The full set of entries must be copied exactly.

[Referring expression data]
=== Section Start ===

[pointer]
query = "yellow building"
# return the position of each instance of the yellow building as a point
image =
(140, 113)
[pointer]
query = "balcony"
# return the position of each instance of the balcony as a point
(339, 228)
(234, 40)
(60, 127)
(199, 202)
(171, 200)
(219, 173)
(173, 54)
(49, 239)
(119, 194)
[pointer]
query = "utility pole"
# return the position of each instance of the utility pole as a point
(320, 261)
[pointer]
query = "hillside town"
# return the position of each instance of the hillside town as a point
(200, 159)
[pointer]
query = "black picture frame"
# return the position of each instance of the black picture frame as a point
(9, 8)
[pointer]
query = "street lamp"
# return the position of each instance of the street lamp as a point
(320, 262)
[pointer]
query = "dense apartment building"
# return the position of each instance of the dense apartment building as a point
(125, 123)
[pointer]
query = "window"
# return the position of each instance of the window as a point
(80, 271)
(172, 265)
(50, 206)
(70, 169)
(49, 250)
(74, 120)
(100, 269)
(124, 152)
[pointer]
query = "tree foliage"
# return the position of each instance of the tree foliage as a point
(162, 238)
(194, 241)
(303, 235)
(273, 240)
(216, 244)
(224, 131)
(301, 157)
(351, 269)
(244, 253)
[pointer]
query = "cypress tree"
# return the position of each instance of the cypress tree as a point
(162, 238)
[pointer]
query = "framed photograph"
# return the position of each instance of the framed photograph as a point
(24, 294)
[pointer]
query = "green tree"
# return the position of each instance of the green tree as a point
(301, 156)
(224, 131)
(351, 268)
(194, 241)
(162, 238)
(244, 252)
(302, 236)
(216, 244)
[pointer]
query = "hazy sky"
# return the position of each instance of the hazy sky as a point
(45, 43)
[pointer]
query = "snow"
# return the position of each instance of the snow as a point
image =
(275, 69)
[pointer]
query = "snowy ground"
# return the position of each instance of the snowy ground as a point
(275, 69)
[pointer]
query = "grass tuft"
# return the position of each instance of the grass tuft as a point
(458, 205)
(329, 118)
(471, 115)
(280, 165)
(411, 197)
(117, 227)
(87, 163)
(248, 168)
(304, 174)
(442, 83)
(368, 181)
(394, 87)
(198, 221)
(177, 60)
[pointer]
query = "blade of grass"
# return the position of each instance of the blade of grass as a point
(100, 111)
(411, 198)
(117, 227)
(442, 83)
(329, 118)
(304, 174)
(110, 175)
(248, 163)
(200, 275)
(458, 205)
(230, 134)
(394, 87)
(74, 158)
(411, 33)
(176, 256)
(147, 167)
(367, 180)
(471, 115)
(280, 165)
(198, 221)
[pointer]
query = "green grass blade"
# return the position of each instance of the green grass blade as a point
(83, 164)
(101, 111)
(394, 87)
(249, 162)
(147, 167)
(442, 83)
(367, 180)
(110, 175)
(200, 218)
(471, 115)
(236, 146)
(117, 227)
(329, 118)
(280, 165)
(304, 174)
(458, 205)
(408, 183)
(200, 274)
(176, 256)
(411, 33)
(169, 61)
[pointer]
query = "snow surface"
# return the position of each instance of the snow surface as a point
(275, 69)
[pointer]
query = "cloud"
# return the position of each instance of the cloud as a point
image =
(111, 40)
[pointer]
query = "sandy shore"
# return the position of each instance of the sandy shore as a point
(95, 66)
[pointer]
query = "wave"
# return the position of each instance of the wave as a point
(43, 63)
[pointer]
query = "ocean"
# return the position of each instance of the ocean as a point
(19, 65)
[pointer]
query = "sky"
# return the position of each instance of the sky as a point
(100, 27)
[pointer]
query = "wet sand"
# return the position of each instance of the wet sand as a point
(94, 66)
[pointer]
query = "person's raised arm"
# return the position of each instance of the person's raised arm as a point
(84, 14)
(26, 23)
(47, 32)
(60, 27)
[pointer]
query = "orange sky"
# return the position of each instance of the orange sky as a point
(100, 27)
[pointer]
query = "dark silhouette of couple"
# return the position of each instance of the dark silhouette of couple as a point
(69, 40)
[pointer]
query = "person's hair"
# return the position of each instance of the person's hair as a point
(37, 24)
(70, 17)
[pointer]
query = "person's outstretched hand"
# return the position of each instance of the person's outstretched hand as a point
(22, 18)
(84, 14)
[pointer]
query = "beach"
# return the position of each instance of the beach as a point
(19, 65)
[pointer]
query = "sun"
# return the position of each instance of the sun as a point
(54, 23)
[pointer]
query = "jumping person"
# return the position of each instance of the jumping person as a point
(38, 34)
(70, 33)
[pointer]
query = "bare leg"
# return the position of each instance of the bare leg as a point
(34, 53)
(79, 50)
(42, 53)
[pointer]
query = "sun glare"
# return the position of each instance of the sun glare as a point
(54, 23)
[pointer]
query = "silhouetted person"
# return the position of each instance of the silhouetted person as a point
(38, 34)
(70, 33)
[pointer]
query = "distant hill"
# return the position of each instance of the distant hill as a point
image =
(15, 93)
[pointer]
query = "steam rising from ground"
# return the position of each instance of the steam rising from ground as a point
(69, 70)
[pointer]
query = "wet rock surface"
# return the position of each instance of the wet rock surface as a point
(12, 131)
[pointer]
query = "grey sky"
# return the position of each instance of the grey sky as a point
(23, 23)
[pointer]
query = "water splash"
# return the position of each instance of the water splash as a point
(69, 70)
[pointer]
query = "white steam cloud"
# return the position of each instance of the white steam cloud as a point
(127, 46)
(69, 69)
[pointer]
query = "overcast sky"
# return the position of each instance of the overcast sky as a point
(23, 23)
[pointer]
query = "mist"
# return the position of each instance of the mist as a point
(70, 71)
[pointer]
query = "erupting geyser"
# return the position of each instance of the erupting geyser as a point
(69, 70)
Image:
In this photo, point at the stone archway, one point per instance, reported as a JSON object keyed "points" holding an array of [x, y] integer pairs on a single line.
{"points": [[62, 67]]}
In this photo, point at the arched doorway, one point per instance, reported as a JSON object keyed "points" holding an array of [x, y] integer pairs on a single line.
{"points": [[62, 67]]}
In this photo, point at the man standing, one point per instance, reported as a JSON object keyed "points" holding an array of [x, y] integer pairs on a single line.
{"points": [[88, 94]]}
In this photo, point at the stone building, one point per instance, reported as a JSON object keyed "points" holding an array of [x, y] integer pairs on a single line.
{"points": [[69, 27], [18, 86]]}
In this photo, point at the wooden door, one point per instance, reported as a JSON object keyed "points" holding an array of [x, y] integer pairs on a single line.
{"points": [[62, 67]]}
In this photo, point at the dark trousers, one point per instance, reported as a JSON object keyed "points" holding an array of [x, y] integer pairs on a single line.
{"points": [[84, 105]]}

=== Section End ===

EXERCISE RESPONSE
[pointer]
query = "yellow building"
# return the position of each instance of the yellow building as a point
image =
(140, 113)
[pointer]
query = "balcony"
# return the position of each instance of the balcony as a point
(339, 228)
(234, 40)
(60, 127)
(199, 202)
(171, 200)
(219, 173)
(173, 54)
(49, 239)
(119, 194)
[pointer]
query = "utility pole"
# return the position of each instance of the utility pole as a point
(320, 261)
[pointer]
query = "hillside town"
# return the position of each instance of the hillside town as a point
(200, 159)
[pointer]
query = "black picture frame"
# return the position of each instance of the black picture frame as a point
(9, 8)
[pointer]
query = "street lamp"
# return the position of each instance of the street lamp as a point
(320, 262)
[pointer]
query = "dense apartment building"
# return the position of each instance of the dense apartment building as a point
(125, 123)
[pointer]
query = "window"
# return the position of each instance of the window as a point
(80, 271)
(172, 265)
(50, 206)
(70, 169)
(49, 250)
(74, 120)
(100, 269)
(124, 152)
[pointer]
query = "tree foliage"
# return the position of each instance of the tree foliage as a point
(162, 238)
(194, 241)
(303, 235)
(273, 240)
(216, 244)
(224, 131)
(301, 157)
(351, 269)
(244, 253)
[pointer]
query = "cypress tree"
# return the position of each instance of the cypress tree as a point
(162, 238)
[pointer]
query = "framed photograph"
# return the position of each instance of the framed photograph as a point
(24, 294)
[pointer]
query = "green tree"
# return the position of each instance of the green tree as a point
(301, 156)
(224, 131)
(351, 268)
(194, 241)
(162, 238)
(244, 252)
(302, 236)
(216, 244)
[pointer]
query = "hazy sky"
# return the position of each instance of the hazy sky as a point
(45, 43)
[pointer]
query = "snow"
# return the position of each instance of the snow as a point
image =
(275, 69)
[pointer]
query = "snowy ground"
# return the position of each instance of the snowy ground as a point
(275, 69)
[pointer]
query = "grass tuft"
# return the position of each instance of the grass tuft as a point
(458, 205)
(329, 118)
(471, 115)
(280, 165)
(411, 197)
(117, 227)
(87, 163)
(248, 168)
(304, 174)
(442, 83)
(368, 181)
(394, 87)
(198, 221)
(177, 60)
[pointer]
query = "blade of grass"
# return the position of each instance of the blade of grass as a point
(100, 111)
(411, 198)
(117, 227)
(442, 83)
(329, 118)
(304, 174)
(110, 175)
(248, 163)
(200, 275)
(458, 205)
(230, 134)
(394, 87)
(74, 158)
(411, 33)
(176, 256)
(147, 167)
(367, 180)
(471, 115)
(280, 165)
(198, 221)
[pointer]
query = "green grass blade"
# return the position of each instance of the green grass blade as a point
(83, 164)
(101, 111)
(394, 87)
(249, 162)
(147, 167)
(442, 83)
(367, 180)
(110, 175)
(200, 218)
(471, 115)
(236, 146)
(117, 227)
(329, 118)
(280, 165)
(304, 174)
(458, 205)
(408, 183)
(200, 274)
(176, 256)
(411, 33)
(169, 61)
[pointer]
query = "snow surface"
# return the position of each instance of the snow surface as a point
(275, 69)
[pointer]
query = "cloud"
# return the position of each instance of the cloud as a point
image =
(111, 40)
[pointer]
query = "sandy shore"
# return the position of each instance of the sandy shore as a point
(95, 66)
[pointer]
query = "wave"
# return the position of each instance of the wave as a point
(43, 63)
[pointer]
query = "ocean"
# return the position of each instance of the ocean as a point
(19, 65)
[pointer]
query = "sky"
# return the position of each instance of the sky as a point
(100, 27)
[pointer]
query = "wet sand"
# return the position of each instance of the wet sand as a point
(94, 66)
[pointer]
query = "person's raised arm"
# return the position of each instance of the person's raised arm as a point
(84, 14)
(26, 23)
(47, 32)
(60, 27)
[pointer]
query = "orange sky"
# return the position of each instance of the orange sky as a point
(100, 27)
[pointer]
query = "dark silhouette of couple"
# return the position of each instance of the dark silhouette of couple as a point
(69, 40)
[pointer]
query = "person's hair"
# return the position of each instance of the person's hair as a point
(37, 24)
(70, 17)
[pointer]
query = "person's outstretched hand"
# return the position of each instance of the person's outstretched hand as a point
(22, 18)
(84, 14)
[pointer]
query = "beach"
# return the position of each instance of the beach as a point
(19, 65)
[pointer]
query = "sun"
# return the position of each instance of the sun as a point
(54, 23)
[pointer]
query = "jumping person"
# return the position of each instance of the jumping person as a point
(38, 34)
(70, 33)
[pointer]
query = "bare leg"
# return the position of each instance of the bare leg as a point
(34, 53)
(79, 50)
(42, 53)
[pointer]
query = "sun glare"
# return the position of each instance of the sun glare as a point
(54, 23)
[pointer]
query = "silhouetted person"
# return the position of each instance of the silhouetted person as a point
(38, 34)
(70, 33)
[pointer]
query = "distant hill"
# return the position of each instance of the distant hill as a point
image =
(15, 93)
[pointer]
query = "steam rising from ground"
# return the position of each instance of the steam rising from ground as a point
(69, 70)
[pointer]
query = "wet rock surface"
# return the position of each instance of the wet rock surface as a point
(12, 131)
[pointer]
query = "grey sky"
# return the position of each instance of the grey sky as a point
(23, 23)
[pointer]
query = "water splash"
# return the position of each instance of the water splash as a point
(69, 70)
[pointer]
query = "white steam cloud"
# return the position of each instance of the white steam cloud as a point
(127, 46)
(69, 69)
[pointer]
query = "overcast sky"
# return the position of each instance of the overcast sky as a point
(23, 23)
[pointer]
query = "mist"
# return the position of each instance of the mist as a point
(70, 71)
[pointer]
query = "erupting geyser"
# return the position of each instance of the erupting geyser as a point
(69, 70)
Image:
In this photo, point at the stone archway, one point per instance, reported as a JSON object keyed "points" holding an array of [x, y] integer pairs on a single line.
{"points": [[62, 67]]}
In this photo, point at the arched doorway, one point per instance, reported as a JSON object keyed "points" holding an array of [x, y] integer pairs on a single line.
{"points": [[62, 67]]}
In this photo, point at the man standing, one point per instance, reported as a JSON object keyed "points" holding an array of [x, y] integer pairs on a single line.
{"points": [[88, 94]]}
In this photo, point at the stone building, one point per instance, reported as a JSON object keyed "points" holding an array of [x, y] integer pairs on a single line.
{"points": [[69, 27], [18, 86]]}
In this photo, point at the wooden door, one point per instance, reported as a JSON object keyed "points" holding an array of [x, y] integer pairs on a single line.
{"points": [[62, 67]]}
In this photo, point at the dark trousers, one point per instance, reported as a JSON object keyed "points" holding an array of [x, y] integer pairs on a single line.
{"points": [[84, 105]]}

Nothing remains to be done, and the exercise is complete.